EXERCISE SET —
a) In the passage on the Strasbourg parliament building, how many MEPs does the numbered seating accommodate?
b) Copy out the passage on the Strasbourg parliament building, everything from "The building the" down to "has diabolical undertones.", replacing "MEPs" with "lawmakers".
c) Write the next paragraph of the passage on the Strasbourg parliament building, following on from its last sentence.

SELECTED PASSAGE —

════

The building the MEPs sit in every month – a huge glass and steel cylinder with a section peeled away to make it look unfinished – has been likened to a 1563 painting of The Tower of Babel, by Pieter Bruegel the Elder.

This may be because Bruegel’s tower was in turn inspired by the Colosseum, a more obvious starting point for the Louise Weiss Building (named for a French Countess Markievicz), as the Strasbourg structure is also known.

But the Babel comparison has natural appeal to both Eurosceptics and end-of-times prophets, for whom the parliament is a symbol of mankind’s hubris, due for terrible chastisement any day now. Being among the largest legislative assemblies anywhere, for example, with numbered seating for 751 MEPs, it also has diabolical undertones.

════

DATA LISTING —
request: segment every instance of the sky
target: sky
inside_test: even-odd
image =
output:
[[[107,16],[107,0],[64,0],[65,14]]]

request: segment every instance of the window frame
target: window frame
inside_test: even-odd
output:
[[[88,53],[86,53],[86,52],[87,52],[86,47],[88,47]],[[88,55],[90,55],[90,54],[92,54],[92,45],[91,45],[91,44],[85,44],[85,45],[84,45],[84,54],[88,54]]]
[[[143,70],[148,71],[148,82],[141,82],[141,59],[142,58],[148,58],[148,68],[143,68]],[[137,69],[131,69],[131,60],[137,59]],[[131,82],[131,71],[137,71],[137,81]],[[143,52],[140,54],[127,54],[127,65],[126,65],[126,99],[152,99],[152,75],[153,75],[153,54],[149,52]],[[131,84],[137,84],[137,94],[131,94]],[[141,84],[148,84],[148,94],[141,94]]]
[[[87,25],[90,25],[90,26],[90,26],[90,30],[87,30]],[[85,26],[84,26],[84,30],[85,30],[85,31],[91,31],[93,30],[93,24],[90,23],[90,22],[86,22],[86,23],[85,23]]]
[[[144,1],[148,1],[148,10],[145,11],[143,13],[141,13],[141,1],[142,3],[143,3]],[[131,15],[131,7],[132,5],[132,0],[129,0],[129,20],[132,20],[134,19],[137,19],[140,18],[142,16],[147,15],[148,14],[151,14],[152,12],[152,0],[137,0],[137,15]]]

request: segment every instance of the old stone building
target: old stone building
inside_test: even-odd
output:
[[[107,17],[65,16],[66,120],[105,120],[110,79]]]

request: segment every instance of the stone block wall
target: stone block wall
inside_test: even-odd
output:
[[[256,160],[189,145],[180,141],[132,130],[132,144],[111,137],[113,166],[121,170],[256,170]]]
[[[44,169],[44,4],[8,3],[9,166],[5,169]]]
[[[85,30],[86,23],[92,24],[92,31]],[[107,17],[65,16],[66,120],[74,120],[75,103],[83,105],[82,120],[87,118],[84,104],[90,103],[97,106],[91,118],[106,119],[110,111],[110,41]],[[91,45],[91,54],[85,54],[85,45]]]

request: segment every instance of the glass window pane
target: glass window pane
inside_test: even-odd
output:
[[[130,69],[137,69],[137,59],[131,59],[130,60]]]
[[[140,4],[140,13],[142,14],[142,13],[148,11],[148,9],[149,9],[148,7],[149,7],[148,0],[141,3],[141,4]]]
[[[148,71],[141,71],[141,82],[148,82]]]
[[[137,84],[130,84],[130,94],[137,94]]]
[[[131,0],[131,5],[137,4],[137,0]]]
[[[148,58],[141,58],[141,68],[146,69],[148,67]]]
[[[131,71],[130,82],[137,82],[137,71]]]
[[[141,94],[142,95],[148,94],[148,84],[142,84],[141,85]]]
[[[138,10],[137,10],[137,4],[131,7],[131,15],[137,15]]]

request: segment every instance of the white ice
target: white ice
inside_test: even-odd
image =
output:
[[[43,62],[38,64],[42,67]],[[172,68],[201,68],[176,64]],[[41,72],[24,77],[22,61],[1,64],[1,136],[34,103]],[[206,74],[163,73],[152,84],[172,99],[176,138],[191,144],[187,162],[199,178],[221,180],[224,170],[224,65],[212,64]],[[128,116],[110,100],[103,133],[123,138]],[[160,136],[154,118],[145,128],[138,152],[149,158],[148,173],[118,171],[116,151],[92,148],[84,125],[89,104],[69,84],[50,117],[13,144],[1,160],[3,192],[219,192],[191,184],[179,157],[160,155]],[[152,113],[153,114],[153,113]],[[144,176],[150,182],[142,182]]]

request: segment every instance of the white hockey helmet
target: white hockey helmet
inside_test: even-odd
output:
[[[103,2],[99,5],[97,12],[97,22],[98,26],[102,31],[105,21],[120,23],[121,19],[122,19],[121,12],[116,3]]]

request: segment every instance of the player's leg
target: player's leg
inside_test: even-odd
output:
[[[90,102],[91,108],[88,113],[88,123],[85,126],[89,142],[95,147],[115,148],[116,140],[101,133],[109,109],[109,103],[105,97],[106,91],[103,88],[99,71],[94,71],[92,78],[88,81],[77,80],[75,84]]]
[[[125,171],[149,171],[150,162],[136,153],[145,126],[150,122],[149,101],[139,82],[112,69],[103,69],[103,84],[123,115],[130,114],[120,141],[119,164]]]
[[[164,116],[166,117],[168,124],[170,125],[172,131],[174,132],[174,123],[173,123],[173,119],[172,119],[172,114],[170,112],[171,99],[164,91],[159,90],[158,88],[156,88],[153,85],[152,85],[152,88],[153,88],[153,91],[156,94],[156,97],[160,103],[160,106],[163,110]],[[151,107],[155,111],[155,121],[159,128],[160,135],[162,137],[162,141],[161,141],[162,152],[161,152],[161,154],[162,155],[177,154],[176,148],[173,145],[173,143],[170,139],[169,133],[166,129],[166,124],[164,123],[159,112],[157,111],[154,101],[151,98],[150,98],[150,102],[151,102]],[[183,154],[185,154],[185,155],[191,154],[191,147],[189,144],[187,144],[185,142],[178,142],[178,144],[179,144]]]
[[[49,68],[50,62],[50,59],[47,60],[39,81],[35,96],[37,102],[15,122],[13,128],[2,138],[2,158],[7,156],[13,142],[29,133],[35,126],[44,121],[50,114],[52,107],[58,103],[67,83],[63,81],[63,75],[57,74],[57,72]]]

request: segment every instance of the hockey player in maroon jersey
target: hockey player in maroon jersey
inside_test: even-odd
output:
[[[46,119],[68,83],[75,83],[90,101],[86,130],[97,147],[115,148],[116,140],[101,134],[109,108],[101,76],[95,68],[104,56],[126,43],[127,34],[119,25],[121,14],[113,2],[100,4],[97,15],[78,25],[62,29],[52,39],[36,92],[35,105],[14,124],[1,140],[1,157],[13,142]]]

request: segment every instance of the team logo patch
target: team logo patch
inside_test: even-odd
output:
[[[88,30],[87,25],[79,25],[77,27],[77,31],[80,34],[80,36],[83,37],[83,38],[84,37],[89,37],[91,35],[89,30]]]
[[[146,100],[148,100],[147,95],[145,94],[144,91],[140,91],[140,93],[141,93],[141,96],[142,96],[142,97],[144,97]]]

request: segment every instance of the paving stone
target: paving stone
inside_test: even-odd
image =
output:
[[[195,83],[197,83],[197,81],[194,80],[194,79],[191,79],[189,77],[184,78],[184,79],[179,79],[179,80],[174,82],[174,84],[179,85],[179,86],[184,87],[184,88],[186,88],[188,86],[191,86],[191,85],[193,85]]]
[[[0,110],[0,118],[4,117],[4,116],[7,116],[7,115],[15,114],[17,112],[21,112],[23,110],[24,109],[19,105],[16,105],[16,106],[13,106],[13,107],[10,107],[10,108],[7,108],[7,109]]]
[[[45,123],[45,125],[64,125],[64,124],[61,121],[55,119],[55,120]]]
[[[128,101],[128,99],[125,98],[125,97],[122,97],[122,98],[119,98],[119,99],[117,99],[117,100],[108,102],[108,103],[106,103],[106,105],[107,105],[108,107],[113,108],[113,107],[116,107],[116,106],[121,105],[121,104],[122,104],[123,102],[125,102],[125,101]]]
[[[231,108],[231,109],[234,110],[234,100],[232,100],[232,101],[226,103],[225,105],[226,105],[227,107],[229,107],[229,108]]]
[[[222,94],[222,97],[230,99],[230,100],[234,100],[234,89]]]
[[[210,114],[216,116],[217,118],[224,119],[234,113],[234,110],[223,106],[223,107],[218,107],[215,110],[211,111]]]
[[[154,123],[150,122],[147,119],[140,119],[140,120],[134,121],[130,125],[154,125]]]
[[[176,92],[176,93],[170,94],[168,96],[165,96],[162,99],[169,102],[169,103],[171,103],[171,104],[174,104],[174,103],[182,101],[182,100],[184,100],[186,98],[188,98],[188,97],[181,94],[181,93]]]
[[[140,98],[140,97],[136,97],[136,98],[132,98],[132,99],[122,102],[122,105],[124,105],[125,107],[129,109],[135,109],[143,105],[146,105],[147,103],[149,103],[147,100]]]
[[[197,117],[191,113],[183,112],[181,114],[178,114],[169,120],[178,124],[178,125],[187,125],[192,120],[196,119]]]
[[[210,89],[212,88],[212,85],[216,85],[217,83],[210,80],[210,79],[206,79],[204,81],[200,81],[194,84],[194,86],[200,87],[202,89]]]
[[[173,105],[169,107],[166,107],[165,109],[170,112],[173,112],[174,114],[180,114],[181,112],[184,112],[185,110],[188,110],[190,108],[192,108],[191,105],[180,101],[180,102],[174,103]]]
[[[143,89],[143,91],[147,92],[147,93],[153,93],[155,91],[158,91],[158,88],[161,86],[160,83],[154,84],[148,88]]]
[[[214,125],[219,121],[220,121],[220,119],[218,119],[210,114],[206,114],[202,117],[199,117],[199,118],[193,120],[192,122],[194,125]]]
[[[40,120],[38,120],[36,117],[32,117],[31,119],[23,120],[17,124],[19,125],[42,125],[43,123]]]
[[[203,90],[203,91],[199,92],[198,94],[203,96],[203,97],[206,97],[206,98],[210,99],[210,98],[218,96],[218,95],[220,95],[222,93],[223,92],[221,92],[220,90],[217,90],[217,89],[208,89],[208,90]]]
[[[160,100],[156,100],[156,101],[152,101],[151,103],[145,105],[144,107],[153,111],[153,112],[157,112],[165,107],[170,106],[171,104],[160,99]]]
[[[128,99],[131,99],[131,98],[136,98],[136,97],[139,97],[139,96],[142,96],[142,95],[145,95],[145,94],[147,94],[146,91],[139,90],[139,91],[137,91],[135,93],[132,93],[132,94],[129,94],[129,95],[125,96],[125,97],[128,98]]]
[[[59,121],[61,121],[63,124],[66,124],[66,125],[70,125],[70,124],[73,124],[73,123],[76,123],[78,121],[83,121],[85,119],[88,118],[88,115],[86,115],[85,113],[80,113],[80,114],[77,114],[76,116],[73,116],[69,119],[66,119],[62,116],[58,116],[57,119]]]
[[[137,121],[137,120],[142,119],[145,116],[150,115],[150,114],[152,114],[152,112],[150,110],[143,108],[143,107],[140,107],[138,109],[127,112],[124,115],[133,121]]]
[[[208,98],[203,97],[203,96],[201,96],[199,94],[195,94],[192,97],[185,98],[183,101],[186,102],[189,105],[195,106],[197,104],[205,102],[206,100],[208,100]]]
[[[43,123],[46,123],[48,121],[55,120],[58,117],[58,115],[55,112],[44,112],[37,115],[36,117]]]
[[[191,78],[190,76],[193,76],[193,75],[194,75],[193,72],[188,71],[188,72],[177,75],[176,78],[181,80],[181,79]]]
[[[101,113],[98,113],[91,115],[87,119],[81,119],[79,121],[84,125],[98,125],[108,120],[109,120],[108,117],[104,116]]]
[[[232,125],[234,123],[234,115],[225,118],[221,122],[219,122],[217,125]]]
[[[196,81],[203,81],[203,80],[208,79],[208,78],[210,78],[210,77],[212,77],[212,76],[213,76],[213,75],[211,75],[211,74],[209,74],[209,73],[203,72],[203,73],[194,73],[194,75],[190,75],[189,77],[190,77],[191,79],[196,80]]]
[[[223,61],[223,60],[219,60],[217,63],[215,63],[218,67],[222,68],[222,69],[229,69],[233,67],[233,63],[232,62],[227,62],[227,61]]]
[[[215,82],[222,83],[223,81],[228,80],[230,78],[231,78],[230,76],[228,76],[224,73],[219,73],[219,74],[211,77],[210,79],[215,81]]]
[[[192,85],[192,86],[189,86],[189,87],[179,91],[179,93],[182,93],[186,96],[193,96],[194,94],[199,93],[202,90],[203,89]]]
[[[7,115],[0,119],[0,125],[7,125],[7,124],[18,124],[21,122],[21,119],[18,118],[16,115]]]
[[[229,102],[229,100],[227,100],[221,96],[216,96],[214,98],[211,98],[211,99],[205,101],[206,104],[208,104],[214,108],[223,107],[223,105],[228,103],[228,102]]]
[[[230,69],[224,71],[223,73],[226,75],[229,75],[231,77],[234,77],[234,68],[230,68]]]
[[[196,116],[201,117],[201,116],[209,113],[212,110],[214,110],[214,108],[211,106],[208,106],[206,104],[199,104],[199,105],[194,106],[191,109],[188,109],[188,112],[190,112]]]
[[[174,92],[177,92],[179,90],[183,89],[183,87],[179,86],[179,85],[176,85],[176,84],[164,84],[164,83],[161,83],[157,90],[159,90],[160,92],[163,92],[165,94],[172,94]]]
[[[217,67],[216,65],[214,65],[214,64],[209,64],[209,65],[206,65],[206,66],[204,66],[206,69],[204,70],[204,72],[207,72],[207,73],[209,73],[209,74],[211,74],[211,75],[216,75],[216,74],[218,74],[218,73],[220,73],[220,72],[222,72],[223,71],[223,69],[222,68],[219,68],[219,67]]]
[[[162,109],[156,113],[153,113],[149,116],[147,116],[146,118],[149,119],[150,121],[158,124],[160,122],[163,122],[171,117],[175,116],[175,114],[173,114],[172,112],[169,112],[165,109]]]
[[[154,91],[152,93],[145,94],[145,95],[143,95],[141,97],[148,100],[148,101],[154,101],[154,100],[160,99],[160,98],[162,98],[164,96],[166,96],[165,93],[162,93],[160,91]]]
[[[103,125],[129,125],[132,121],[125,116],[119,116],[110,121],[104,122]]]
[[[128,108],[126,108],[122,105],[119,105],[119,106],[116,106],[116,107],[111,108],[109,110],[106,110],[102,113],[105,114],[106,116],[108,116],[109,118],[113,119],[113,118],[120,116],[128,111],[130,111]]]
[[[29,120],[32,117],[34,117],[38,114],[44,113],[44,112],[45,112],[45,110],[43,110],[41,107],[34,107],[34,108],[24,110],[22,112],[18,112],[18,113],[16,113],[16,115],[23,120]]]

════

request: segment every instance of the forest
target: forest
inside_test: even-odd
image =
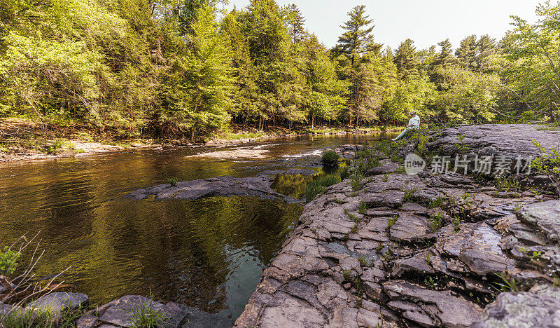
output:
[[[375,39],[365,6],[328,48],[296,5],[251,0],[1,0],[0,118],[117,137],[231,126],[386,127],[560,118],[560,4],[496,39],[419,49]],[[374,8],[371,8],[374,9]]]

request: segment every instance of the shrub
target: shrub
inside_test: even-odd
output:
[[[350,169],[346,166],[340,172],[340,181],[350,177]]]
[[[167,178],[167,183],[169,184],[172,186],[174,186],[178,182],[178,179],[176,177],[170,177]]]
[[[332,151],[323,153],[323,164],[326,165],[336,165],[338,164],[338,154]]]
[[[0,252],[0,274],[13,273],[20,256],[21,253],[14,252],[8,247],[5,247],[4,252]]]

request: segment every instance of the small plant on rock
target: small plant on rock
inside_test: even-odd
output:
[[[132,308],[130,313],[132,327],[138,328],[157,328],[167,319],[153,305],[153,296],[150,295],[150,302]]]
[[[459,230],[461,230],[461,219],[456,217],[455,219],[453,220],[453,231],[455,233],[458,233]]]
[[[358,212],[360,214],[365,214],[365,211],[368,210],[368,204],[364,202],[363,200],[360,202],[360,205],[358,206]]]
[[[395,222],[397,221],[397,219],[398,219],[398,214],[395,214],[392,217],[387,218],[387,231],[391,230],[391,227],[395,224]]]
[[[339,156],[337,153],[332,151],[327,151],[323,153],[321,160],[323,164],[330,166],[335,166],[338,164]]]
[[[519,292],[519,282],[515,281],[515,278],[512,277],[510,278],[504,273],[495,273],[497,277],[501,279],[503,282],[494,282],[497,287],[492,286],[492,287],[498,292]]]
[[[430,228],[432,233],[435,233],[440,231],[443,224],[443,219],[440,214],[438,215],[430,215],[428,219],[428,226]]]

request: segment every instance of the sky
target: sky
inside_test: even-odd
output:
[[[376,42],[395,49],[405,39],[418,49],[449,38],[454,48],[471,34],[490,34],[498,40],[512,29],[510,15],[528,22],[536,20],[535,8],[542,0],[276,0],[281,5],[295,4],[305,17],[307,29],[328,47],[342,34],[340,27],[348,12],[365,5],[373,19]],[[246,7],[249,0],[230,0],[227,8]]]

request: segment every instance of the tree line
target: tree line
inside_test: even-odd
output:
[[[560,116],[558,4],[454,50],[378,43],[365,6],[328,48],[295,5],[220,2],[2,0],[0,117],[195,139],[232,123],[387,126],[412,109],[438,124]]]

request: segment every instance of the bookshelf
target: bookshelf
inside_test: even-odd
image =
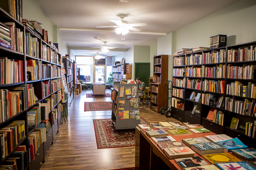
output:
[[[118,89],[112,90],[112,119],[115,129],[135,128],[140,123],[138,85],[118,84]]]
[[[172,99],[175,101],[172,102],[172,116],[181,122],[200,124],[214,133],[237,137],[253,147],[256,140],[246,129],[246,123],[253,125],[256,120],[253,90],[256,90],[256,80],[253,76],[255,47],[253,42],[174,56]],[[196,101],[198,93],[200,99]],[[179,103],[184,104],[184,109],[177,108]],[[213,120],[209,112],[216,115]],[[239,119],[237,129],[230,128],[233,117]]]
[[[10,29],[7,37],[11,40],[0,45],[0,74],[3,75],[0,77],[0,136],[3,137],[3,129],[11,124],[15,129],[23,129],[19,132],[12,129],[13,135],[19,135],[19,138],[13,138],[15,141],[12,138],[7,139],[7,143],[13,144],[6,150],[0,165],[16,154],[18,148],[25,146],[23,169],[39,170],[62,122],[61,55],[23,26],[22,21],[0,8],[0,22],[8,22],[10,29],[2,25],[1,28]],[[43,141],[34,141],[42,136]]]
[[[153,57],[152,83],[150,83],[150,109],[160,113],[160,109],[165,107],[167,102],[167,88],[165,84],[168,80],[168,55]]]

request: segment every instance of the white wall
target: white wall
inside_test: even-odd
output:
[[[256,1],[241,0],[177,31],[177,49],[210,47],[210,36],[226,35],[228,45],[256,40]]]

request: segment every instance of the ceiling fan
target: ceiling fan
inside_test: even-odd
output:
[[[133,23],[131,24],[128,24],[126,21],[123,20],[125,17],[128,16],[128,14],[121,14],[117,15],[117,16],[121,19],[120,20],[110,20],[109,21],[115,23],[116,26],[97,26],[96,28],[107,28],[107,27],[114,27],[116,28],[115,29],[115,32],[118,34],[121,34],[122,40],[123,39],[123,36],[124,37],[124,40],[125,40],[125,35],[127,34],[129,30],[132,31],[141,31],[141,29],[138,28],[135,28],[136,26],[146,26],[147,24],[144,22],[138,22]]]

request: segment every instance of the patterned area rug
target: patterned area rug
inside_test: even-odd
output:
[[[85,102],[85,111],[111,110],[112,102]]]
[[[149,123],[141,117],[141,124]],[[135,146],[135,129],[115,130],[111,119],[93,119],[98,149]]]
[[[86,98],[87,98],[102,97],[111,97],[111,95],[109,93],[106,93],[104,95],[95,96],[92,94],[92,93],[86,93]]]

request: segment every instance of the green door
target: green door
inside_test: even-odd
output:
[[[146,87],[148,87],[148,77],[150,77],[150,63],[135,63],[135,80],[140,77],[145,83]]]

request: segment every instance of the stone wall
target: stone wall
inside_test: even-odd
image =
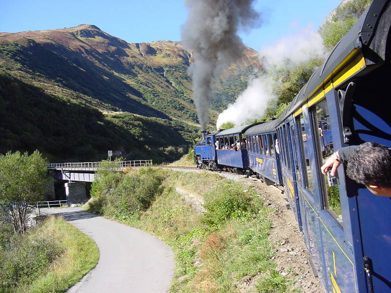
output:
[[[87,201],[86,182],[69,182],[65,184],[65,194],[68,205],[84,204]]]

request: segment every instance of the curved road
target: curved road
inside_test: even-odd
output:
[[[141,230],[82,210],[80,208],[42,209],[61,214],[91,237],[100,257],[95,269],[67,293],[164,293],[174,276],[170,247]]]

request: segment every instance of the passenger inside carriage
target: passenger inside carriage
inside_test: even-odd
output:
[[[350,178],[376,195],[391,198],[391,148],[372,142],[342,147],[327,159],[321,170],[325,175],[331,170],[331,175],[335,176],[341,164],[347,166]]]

════

ANSWERS IN ORDER —
a) 751

b)
The building the lawmakers sit in every month – a huge glass and steel cylinder with a section peeled away to make it look unfinished – has been likened to a 1563 painting of The Tower of Babel, by Pieter Bruegel the Elder.

This may be because Bruegel’s tower was in turn inspired by the Colosseum, a more obvious starting point for the Louise Weiss Building (named for a French Countess Markievicz), as the Strasbourg structure is also known.

But the Babel comparison has natural appeal to both Eurosceptics and end-of-times prophets, for whom the parliament is a symbol of mankind’s hubris, due for terrible chastisement any day now. Being among the largest legislative assemblies anywhere, for example, with numbered seating for 751 lawmakers, it also has diabolical undertones.

c)
During an early visit, the Rev Ian Paisley noted there was no seat 666, and hinted it had been left vacant for a special guest. Some time since, this has been rectified. The number of the beast is now allocated to an inoffensive Slovakian, a member of the EPP grouping that also includes Fine Gael.

As for the Tower of Babel, the parliament’s vast “hemicycle” is taking up where the Book of Genesis left off, when a previously monolingual humanity has been punished for its attempts to reach heaven by an outbreak of multiple languages.

So, however eloquent they may be in their native tongues, MEPs are at the mercy (in the multichannel earphones of most listeners) of translators. These range widely in standard. Some are so near-simultaneous and word-perfect you think they must be delivering the speech themselves. Others could make the late Rev Paisley sound like a less expressive version of the talking clock.

But it was also striking last week how many times, even with speakers from mainland Europe, I could leave the headphones off. If the UK resigns from this modern Babel next month, it’ll be an irony, because the advance of English looks likely, sooner or later, to restore the situation that existed before the Old Testament God intervened.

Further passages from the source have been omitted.